◆ 提供文本:
************

再比如,阿拉伯人聲稱旭烈兀攻打巴格達時,屠殺了八十萬人,而實際上巴格達人口最高峰時期也沒有超過五十萬。另外,巴格達不是強攻下來,而是被勸降的。蒙古軍隊並沒有進城,而是委托基督徒管理街區和城堡。巴格達城裏也確實發生了搶劫和殺戮,但這不是蒙古軍幹的,而是巴格達的地痞們和聶思脫裏派基督教徒們幹的。就像美軍在伊拉克戰爭中攻占巴格達後,也發生了搶劫,但那不是美軍幹的,是當地人幹的事。當然,哈裏發是被處死的。處死的方法也很奇特。旭烈兀和成吉思汗一樣,都是遊牧生活的崇尚者,不貪圖錢財,隻在乎人心。成吉思汗,窩闊台,旭烈兀皆是散財凝聚人心的主,所以十分不理解哈裏發為啥守著萬貫家財投降,而不是把財富分給人民以團結起來抗戰。也因此,旭烈兀十分鄙視這個哈裏發,讓人把他的金銀財寶都放到他身邊,而不給他飯吃,生生將他餓死。

忽必烈時期蒙古帝國的擴張達到了極限,東西方的帝國邊界已經確定下來。在兩次征伐日本失敗後,蒙古鐵騎止於朝鮮半島。征伐爪哇的失利,讓蒙古向東南亞地區的擴張的野心得以遏製。在西域蒙古勢力止步於地中海東岸,並且在控製了俄羅斯後,西域四大汗國就陷入了汗王之間的內戰,擴張就此停止。

蒙古史本身就是一部世界史。所以談蒙古史,不能隻說蒙元曆史,還要講中亞及西亞的蒙古史。曆史上從沒有過一個帝國有如此大的能力,將歐亞大陸真正的整合在一起。如今歐亞大陸的政治版圖,基本繼承蒙古帝國時留下的形態。陸路上的東西方貿易通道在蒙古時代變得暢通無阻,蒙古將戰時使用的驛站製度保存下來,變為絲綢之路上為商人服務和傳遞信息的驛站。每四十公裏設一個驛站的做法,在蒙古之前,隻有塞爾柱突厥人統治的時期有過,但其覆蓋的道路不長。在蒙古三次西征後,這種驛站製度已經十分成熟和繁忙了。

這裏要特意講一下被馬可波羅高度讚揚的蒙古的驛站製度。蒙古的驛站分為兩種,一種是為商人和官員服務的四十公裏一個的驛站,這個是用馬來傳遞信息的。每天行程為四百公裏。還有一個與之並行的隸屬於兵部的戰情通報係統。這個係統被稱為“急腳遞”,也就是不用馬匹,而是用人來傳遞信息。“急腳遞”要求信使全力奔跑,每段最多傳遞五公裏,估計挑選出的信使都是長跑運動員。這些信使在腰帶上綁著鈴鐺,這樣,人沒到下一個遞送站,接力者就聽到鈴聲開始做準備。信一到,接力者立馬全速起跑。通過這種接力賽跑,“急腳遞”一日的信息傳遞速度可以達到普通旅行者的十倍。現在五千米世界長跑記錄為12分37秒35,暫由埃塞俄比亞運動員貝克勒保持著。假設當時蒙古的信使的長跑速度是30分鍾的話,一天按十小時計算,那蒙古“急腳遞”一天能跑一千公裏。而十六世紀末時,在歐洲400公裏的信件需要十天時間。難怪馬可波羅說:“無論是對國王、皇帝還是能想到的任何人來說,這是他們活在世上能夠享受的最偉大資源。”

************

◆ 任務一覽:
1 – 請逐字照錄蒙古史短文中的一段，從含有“蒙古史本身就是一部世界史。所”的詞句開始，到“站製度已經十分成熟和繁忙了。”結束。
2 – 按首次出現的先後，列出蒙古史短文裡提到姓名的全部蒙古統治者。
3 – 接在蒙古史短文最後一句之後，把文章續寫下去。
後面的記錄資料是另一份獨立的材料，與蒙古史短文無關。

◆ 記錄資料:
************

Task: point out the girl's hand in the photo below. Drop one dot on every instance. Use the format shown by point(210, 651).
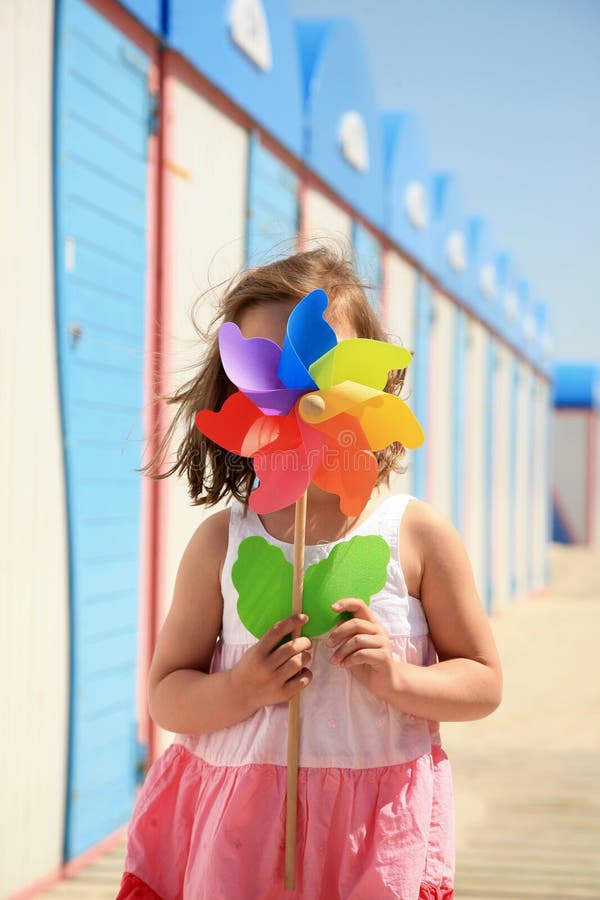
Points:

************

◆ 任務結果:
1 –
蒙古史本身就是一部世界史。所以談蒙古史,不能隻說蒙元曆史,還要講中亞及西亞的蒙古史。曆史上從沒有過一個帝國有如此大的能力,將歐亞大陸真正的整合在一起。如今歐亞大陸的政治版圖,基本繼承蒙古帝國時留下的形態。陸路上的東西方貿易通道在蒙古時代變得暢通無阻,蒙古將戰時使用的驛站製度保存下來,變為絲綢之路上為商人服務和傳遞信息的驛站。每四十公裏設一個驛站的做法,在蒙古之前,隻有塞爾柱突厥人統治的時期有過,但其覆蓋的道路不長。在蒙古三次西征後,這種驛站製度已經十分成熟和繁忙了。

2 – 旭烈兀、成吉思汗、窩闊台、忽必烈

3 –
元代對驛站的管理也是很細致的,而且是法治化的。所有關於驛站的管理條例都收入於元代法規大全----《元典章》。每天行程距離、官員待遇、露宿驛站的程序、甚至連不準向驛站索要妓女都有詳細規定。元代時蒙元地區有多少個驛站及整個大蒙古統治地區有多少驛站我沒有數據,但繼承了元代驛站製度的明代在朱元璋時期就擁有1706個驛站。而明代的驛站是被削減了的,而且控製的疆域麵積也遠遠小於蒙古時期。

在整個蒙古統治時期,在蒙古人保護下的陸上絲綢之路比任何一個時代都安全和長遠。海上貿易通道在忽必烈時期也已成型,那時從中國福建泉州港到波斯灣和紅海的海上通道變得非常忙碌和安全。

格魯賽評論說:“正是因為將所有的突厥—蒙古民族統一在了一個龐大的帝國之中,正是因為在從中國到裏海的範圍內強製推行鐵血紀律,成吉思汗才平息了無休止的內戰,為商旅們提供了前所未有的安全環境。”

忽必烈時期的另一個偉大建設成就是修通了南北大運河,將原來直通到開封的運河,擴建改道通到通州,實現了南北水運交通的連接。這條運河也是當時世界上最長的運河。新運河的通航,不僅降低了南北貿易的運輸成本,也使北方的政治中心更為穩固。

雖然南宋時期,泉州港就已經是海上貿易的重要港口,但那時南宋的船隻大多隻航行到爪哇這個中轉站就返航了,而在忽必烈時期,泉州出發的船可以一直航行到波斯灣。航道比以前要安全的多,雖然忽必烈征服爪哇之戰沒有成功,但蒙古的艦隊仍然十分強大。馬可波羅回國時走的就是海路,當時是護送闊闊真公主去伊利汗國,也即今日的伊朗口岸。因為有忽必烈的金牌,馬可波羅一路航行順利,在各口岸還能得到免費補給。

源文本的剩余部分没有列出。